As for no Right being absolute I'd disagree . A lot of the problems that we all have is defining exactly what a Right is (I speak of the term "right", not the specific activities or possibilities that it'd encompass). But for the most part the idea that a Right is not absolute is an error on the part of the courts, mainly because of their confusion when it comes to Rights & activities similar to Rights. (I also recommend Ari Armstrong’s What Are "Natural" Rights?)

"Yelling fire in a crowded theater" is perhaps the best example to demonstrate that a Right is not absolute. At least it's the most common. But what if "yelling fire" was not a Right per se? What if it only bore superficial resemblance to a Right? Another perhaps more clear example - Murder in most cases is wrong, yet self defense is usually considered an exception. What are the differences between the two? One is the unjustifiable taking of life, whereas the other is the justifiable taking of life. The two can happen with much the same method (a firearm for instance) but because of the intent & results they are treated differently. OS killing someone in cold blood is not a Right, but killing someone to save your own life is considered a right (in some if not most places in America). Would it be fair to say that the right to self defense is not absolute because murder is obviously immoral &/or illegal? No. We make distinctions between the two activities which bear on their surface similarities.

Getting back to yelling fire in that crowded theater (you'd think it would have cleared out by now) we see that punishment for yelling fire unnecessarily is justified in the law. But would that extend to gagging people who entered the theater as a precaution against yelling fire? Could you say that since the right of free speech is not absolute then people's mouth may be duck taped to prevent them from yelling fire?

= Rows =
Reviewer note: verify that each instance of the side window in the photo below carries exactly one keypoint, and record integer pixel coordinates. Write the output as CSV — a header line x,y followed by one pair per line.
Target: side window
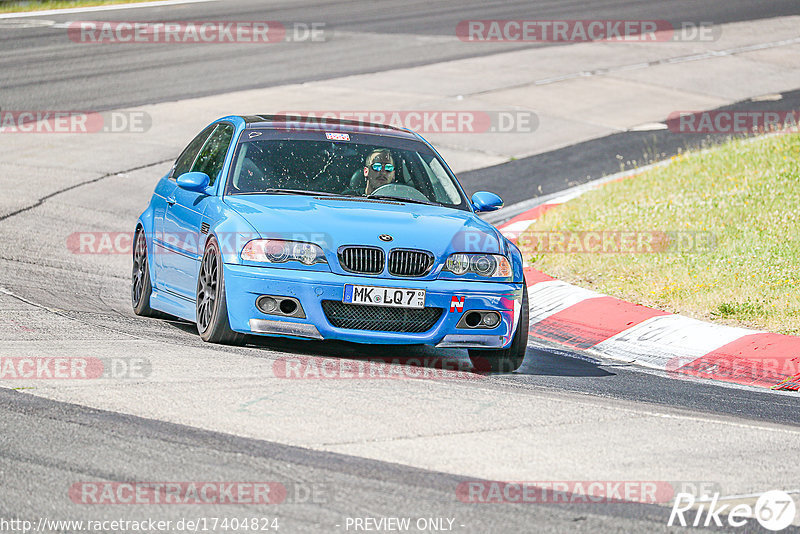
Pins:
x,y
212,157
187,157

= Objectives =
1. Print the side-window labeling entries line for line, from the reviewer note through the pins, and leave the picture out.
2. Carry on the passage about whether rights are absolute, starting right after its final sentence.
The passage about whether rights are absolute and the labeling entries come from unrelated sources.

= Outputs for the tasks =
1.
Reviewer note: verify that each instance of the side window in the photo below carries exactly one keypoint, and record integer pixel coordinates. Write the output as CSV — a header line x,y followed by one pair per line.
Target: side window
Pins:
x,y
212,157
187,157

2.
I think you may see where I'm going with this. What I'm speaking of is prior restraint as a guide to what rights are & how they may be treated. Punishment for an action that bears a resemblance to a right (yelling fire for example) is much much different than prior restraint based laws that prevent people from doing good or bad actions (gagging theater patrons).

So if you couple that with a very firm belief that the constitution does not provide exceptions to certain Rights, then you may be able to see how I can very adamantly refute the idea that the Right to arms is not absolute, or that there may be some instances when a little infringement is constitutionally permissible.
(For a more specific arguments here are two posts I did a while back on the subject; Concealed carry & prior restraint: why it's not like shouting fire in a crowded theater & Absolutism 101: Prior Restraint.)

"1 and 2. Arguing Lincoln suppressed civil liberties is neither here nor there."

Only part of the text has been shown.